What is needed: According to the protest account, what did the governor's newly signed bill do?

Text segment:
'''

Sunday, May 26, 2019

Noon Protest

I should've brought my NO! sign, but at the last minute, I chicken out and leave it in the car.

What? my daughter says, when she notices I'm not carrying it. This is her first protest with me. I think she expects me to be more militant.

Mostly, I'm annoyed and tired. I can't find a parking space. And then we can't figure out how to use the Pay-for-the-Parking app. We walk fast toward what looks like, at first, to be a small crowd across the street from the Ohio Statehouse. The governor just signed a bill that will outlaw abortion after 6 weeks.

I am not pro-abortion, by the way.

I am pro-believer-that-humans-should-be-able-to-decide-what's-best-for-themselves-when-it-comes-to-their-bodies-families-lives. I don't know how to explain this any better than that.

On the way to the protest I tell my daughter the story of the girl I knew when I was in tenth grade who almost died from pre-eclampsia giving birth to her baby boy. I tell her about how I went to Planned Parenthood for birth control pills, in high school, in college, in grad school. I tell her about how a couple of years ago I told my story to a legislator in the statehouse, a Republican, who in all likelihood, voted for this new bill, but who, when I spoke to him, listened and seemed to agree with me that it was a good idea for girls to be able to make their own reproductive decisions.

The crowd grows bigger. It's the usual group-- mostly women, mostly older, but some young women, a few men. Someone starts a chant We Won't Go Back. 

I hold up my phone to record it and my daughter elbows me and whispers that my phone's not on. We both laugh. Cars driving by honk and the crowd claps. Off the top of my head I could tell you the names of dozens of girls I know who were raped. Several so battered they ended up hospitalized. Only two of these girls brought charges against the rapist. In one of the cases, the guy got off. The other is still making its way slowly through the system.

A man with a megaphone tries to drown out the speaker, a woman from Planned Parenthood who is explaining what actions they are taking to fight these new restrictive laws. I can't hear what the man is yelling. Something to do with killing babies.

Another chant starts. My body! My choice! My daughter holds my hand and shouts too. When I was pregnant with her, I started bleeding at 20 weeks. Freaked out, I called my doctor. She said, if you keep bleeding, head to hospital. We'll try to stop the labor but if we can't, we'll have to deliver. And I'm so sorry but babies can't survive at 20 weeks. Do I need to explain to you that the doctor was talking about performing an abortion? There are new bills making their way through state legislatures now that will penalize women (and/or doctors) faced with this heartbreaking situation.

A woman in the crowd wears a red robe straight out of The Handmaid's Tale, a book I once thought was science fiction. The speaker thanks us for being here, but next time, she says, Bring a man with you. The few men in the crowd say Hey! And everyone laughs. But the speaker is right. We need more men standing with us. We start another chant. Women's rights are human rights.

'''

Record set:
'''

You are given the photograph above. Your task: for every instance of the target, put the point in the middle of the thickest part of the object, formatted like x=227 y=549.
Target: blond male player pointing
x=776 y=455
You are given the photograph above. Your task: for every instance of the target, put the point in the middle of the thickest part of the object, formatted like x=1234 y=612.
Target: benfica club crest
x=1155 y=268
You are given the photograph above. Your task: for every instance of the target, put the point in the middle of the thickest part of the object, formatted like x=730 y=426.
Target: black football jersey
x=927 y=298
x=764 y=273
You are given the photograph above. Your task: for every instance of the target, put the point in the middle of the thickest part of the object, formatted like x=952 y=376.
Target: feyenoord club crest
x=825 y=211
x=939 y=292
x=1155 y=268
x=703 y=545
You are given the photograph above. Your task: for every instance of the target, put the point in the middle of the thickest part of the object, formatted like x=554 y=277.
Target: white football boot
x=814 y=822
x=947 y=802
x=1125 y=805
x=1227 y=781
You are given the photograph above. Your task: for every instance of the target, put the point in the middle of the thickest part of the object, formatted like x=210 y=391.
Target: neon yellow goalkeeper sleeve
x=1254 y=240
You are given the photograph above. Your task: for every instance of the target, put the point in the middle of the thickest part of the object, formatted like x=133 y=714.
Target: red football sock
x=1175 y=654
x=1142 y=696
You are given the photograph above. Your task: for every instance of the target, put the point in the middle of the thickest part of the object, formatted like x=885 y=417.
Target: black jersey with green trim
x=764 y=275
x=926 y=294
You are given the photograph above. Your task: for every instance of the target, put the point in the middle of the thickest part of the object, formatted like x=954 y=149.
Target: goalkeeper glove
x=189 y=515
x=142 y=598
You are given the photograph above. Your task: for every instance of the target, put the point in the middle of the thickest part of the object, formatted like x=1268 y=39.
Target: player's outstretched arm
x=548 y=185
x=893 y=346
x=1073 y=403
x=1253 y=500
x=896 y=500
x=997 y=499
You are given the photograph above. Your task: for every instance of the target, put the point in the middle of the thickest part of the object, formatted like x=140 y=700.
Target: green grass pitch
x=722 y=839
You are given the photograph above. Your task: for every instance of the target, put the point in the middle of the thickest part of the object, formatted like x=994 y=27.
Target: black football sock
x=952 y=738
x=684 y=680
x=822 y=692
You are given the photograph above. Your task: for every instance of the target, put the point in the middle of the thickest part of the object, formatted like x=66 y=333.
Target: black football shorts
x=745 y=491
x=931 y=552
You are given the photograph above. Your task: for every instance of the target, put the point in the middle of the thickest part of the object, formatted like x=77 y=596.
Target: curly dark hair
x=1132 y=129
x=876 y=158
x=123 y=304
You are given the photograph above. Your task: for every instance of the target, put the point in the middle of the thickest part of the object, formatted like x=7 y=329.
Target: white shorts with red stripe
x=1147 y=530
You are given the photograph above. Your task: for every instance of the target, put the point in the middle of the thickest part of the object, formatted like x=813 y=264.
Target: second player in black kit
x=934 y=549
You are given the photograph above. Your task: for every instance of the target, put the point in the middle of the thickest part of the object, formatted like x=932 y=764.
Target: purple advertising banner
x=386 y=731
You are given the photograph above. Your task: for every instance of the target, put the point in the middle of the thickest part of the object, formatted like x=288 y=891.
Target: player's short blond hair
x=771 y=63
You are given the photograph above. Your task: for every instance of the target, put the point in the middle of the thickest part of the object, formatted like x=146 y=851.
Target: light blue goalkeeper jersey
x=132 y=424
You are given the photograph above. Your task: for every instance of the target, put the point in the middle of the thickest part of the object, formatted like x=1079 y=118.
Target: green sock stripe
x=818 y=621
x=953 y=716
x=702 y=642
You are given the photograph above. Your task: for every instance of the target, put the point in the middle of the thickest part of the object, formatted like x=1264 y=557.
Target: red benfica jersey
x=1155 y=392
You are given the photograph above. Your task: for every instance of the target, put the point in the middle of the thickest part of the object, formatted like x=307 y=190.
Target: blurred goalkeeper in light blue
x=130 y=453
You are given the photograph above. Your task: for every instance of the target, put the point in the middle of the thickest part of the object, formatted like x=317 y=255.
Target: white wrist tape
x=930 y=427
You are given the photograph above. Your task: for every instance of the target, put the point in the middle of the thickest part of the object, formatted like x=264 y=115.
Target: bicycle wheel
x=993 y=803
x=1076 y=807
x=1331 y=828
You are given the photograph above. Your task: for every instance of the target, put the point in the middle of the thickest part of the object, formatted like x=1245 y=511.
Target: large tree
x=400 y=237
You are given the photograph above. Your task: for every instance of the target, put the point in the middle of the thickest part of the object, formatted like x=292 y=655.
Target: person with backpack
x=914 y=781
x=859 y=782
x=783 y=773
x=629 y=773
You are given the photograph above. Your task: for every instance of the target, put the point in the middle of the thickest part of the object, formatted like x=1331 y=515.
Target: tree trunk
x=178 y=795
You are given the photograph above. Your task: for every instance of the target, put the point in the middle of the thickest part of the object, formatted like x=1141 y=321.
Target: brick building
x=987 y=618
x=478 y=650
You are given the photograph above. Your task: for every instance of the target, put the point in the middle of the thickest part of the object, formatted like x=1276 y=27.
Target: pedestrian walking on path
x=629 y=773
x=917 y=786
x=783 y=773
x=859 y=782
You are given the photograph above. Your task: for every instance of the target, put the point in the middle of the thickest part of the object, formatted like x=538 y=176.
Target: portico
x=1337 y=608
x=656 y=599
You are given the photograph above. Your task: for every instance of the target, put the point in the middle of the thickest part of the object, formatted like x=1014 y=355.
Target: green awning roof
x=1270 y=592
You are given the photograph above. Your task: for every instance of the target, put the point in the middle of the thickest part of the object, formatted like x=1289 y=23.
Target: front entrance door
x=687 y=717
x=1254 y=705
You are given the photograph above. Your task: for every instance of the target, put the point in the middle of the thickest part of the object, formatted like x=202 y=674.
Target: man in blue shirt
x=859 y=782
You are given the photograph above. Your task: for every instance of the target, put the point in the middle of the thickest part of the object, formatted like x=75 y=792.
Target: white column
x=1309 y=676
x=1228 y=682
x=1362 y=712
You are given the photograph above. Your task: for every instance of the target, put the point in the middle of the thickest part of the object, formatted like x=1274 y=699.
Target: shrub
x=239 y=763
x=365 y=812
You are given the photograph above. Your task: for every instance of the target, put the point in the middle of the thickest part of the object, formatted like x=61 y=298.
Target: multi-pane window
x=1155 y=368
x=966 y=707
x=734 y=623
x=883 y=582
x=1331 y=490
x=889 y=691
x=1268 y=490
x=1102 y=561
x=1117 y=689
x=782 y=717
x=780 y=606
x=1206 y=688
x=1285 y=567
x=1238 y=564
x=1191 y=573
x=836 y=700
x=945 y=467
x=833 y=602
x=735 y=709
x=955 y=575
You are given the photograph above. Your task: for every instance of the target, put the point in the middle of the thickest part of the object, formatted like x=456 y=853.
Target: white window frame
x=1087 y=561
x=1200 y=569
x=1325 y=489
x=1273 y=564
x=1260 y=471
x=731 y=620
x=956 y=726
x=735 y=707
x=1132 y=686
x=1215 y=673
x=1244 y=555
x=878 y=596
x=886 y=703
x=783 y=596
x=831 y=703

'''

Result: It outlaws abortion after 6 weeks.